▼

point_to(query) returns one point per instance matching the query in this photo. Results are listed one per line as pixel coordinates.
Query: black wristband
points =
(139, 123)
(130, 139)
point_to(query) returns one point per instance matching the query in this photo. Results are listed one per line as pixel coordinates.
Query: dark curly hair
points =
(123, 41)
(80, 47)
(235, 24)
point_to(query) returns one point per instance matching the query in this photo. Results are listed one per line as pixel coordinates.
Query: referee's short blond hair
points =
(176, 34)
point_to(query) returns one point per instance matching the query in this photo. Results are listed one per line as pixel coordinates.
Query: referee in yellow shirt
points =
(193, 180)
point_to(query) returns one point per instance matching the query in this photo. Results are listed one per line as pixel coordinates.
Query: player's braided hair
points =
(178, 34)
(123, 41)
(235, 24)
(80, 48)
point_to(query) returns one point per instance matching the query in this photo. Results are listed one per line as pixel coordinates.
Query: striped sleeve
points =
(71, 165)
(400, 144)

▲
▼

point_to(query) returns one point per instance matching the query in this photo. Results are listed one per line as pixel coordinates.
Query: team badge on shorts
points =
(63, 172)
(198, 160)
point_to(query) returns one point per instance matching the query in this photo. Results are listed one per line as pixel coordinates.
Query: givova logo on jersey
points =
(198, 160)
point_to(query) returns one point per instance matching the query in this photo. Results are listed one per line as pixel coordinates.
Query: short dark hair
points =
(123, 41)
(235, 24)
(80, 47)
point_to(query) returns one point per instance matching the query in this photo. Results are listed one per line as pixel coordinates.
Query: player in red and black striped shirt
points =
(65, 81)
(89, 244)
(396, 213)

▲

▸ **Set task**:
Which lines of the material above contain the word "black"? Filter them out and copy each one, treating uppercase and lowercase as different.

▸ **Expected output**:
Query: black wristband
Query: player in red and black striped shirt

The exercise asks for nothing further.